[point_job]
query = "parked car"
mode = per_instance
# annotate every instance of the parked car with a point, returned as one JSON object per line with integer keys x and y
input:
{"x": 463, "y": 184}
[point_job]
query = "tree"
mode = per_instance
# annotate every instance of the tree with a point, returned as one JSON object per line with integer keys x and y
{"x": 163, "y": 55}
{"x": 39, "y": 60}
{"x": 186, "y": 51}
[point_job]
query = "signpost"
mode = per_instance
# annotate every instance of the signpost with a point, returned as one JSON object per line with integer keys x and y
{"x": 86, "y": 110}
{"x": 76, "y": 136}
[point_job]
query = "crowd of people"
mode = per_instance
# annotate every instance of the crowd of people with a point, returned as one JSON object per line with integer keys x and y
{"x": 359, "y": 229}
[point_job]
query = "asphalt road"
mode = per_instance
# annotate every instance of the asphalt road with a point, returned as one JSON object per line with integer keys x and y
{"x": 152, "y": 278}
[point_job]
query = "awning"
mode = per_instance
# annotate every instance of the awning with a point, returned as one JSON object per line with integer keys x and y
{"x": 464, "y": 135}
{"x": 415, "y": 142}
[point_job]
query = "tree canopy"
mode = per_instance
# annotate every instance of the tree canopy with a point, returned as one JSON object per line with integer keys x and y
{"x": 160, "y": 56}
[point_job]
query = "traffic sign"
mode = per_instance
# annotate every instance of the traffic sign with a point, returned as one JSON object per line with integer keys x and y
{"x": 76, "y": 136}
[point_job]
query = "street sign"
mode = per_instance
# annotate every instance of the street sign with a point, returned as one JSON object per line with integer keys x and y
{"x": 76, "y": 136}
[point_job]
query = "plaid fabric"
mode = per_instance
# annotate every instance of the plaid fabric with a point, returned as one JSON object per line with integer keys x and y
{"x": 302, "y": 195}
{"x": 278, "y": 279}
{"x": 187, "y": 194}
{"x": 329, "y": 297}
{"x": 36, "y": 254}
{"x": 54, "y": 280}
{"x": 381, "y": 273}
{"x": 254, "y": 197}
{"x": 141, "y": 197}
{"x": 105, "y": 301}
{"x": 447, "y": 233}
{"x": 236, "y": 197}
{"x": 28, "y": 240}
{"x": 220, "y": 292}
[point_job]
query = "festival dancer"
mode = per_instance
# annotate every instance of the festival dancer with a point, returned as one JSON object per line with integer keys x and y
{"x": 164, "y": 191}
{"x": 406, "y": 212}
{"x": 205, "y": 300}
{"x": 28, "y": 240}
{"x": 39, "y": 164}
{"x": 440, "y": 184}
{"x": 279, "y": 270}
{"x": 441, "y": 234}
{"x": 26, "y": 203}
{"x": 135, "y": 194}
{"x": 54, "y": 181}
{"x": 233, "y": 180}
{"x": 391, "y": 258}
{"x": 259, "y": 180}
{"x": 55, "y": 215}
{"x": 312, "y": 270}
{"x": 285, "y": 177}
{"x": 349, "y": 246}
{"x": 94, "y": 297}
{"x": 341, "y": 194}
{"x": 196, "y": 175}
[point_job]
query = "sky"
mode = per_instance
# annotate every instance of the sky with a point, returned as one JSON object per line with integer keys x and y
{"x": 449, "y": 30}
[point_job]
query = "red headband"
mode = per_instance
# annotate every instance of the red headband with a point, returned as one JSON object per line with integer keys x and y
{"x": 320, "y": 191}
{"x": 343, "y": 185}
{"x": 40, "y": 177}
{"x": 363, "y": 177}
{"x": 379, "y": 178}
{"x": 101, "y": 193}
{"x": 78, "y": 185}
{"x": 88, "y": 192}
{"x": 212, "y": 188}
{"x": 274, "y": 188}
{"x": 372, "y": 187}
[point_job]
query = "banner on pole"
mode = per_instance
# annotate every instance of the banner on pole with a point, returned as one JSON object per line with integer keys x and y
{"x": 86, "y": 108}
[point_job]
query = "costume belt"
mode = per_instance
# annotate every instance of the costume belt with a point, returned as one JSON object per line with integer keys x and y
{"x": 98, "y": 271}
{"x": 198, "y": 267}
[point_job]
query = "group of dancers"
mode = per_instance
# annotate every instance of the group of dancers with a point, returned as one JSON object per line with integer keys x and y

● ● ●

- [How to complete this task] Please output the entire listing exactly as it stands.

- [Answer box]
[point_job]
query = "parked car"
mode = per_instance
# annotate every instance of the parked car with a point, returned as one JSON object per line with integer keys x and y
input:
{"x": 463, "y": 184}
[point_job]
query = "tree"
mode = per_instance
# annotate every instance of the tree with a point, returned as one JSON object per line with integer keys x and y
{"x": 163, "y": 55}
{"x": 39, "y": 60}
{"x": 186, "y": 51}
[point_job]
query = "signpost"
mode = per_instance
# annotate every instance of the signpost with a point, returned as one JSON object per line with integer keys x and y
{"x": 86, "y": 110}
{"x": 76, "y": 136}
[point_job]
query = "crowd of people"
mode = per_instance
# annotate every instance of the crowd of people with a point, returned as one JSON object per line with integer keys x and y
{"x": 359, "y": 229}
[point_job]
query = "asphalt road"
mode = per_instance
# annotate every instance of the asphalt road with a point, returned as one JSON object per line with integer keys x and y
{"x": 152, "y": 278}
[point_job]
query = "awning"
mode = per_instance
# annotate every instance of the awning with a point, returned as one JSON object per line with integer keys x and y
{"x": 464, "y": 135}
{"x": 415, "y": 142}
[point_job]
query = "tree canopy"
mode = per_instance
# annotate every instance of the tree canopy with a point, returned as one JSON object per line with integer keys x and y
{"x": 160, "y": 56}
[point_job]
query = "traffic sign"
mode = per_instance
# annotate every instance of the traffic sign with a point, returned as one JSON object per line with integer keys x and y
{"x": 76, "y": 136}
[point_job]
query = "street sign"
mode = per_instance
# annotate every instance of the street sign with a point, returned as one JSON object per line with integer keys x and y
{"x": 76, "y": 136}
[point_job]
query = "plaid fabric"
mode = per_instance
# annotate every instance of the plaid fabric with a point, returned as one JSON object per line with integer keys x and y
{"x": 302, "y": 195}
{"x": 278, "y": 279}
{"x": 187, "y": 194}
{"x": 329, "y": 297}
{"x": 36, "y": 254}
{"x": 54, "y": 280}
{"x": 381, "y": 273}
{"x": 254, "y": 197}
{"x": 141, "y": 197}
{"x": 105, "y": 301}
{"x": 447, "y": 233}
{"x": 236, "y": 197}
{"x": 28, "y": 240}
{"x": 220, "y": 292}
[point_job]
query = "festival dancer"
mode = per_instance
# annotate every instance of the festival dancer with a point, returned as one JSON object per line with integer keys x and y
{"x": 164, "y": 191}
{"x": 406, "y": 212}
{"x": 205, "y": 300}
{"x": 28, "y": 240}
{"x": 39, "y": 164}
{"x": 440, "y": 184}
{"x": 279, "y": 270}
{"x": 441, "y": 234}
{"x": 26, "y": 203}
{"x": 135, "y": 194}
{"x": 54, "y": 181}
{"x": 233, "y": 180}
{"x": 391, "y": 258}
{"x": 259, "y": 180}
{"x": 55, "y": 215}
{"x": 312, "y": 270}
{"x": 285, "y": 177}
{"x": 349, "y": 246}
{"x": 94, "y": 297}
{"x": 341, "y": 194}
{"x": 196, "y": 175}
[point_job]
query = "sky"
mode = per_instance
# annotate every instance of the sky with a point, returned as one JSON object per line with integer keys x and y
{"x": 449, "y": 30}
[point_job]
query = "red headband"
mode = per_instance
# annotate every instance of the red headband with a point, returned as one JSON object per line with integer keys x and y
{"x": 320, "y": 191}
{"x": 343, "y": 185}
{"x": 40, "y": 177}
{"x": 363, "y": 177}
{"x": 379, "y": 178}
{"x": 101, "y": 193}
{"x": 78, "y": 185}
{"x": 88, "y": 192}
{"x": 212, "y": 188}
{"x": 274, "y": 188}
{"x": 372, "y": 187}
[point_job]
query = "banner on pole"
mode = per_instance
# annotate every instance of the banner on pole with a point, returned as one JSON object per line with integer keys x and y
{"x": 86, "y": 108}
[point_job]
query = "costume belt"
mode = per_instance
# annotate every instance of the costume belt with a point, returned as one JSON object per line with integer keys x and y
{"x": 98, "y": 271}
{"x": 198, "y": 267}
[point_job]
query = "group of dancers"
mode = per_instance
# annotate every instance of the group of dancers with a point, returned as one JSON object per line with integer keys x and y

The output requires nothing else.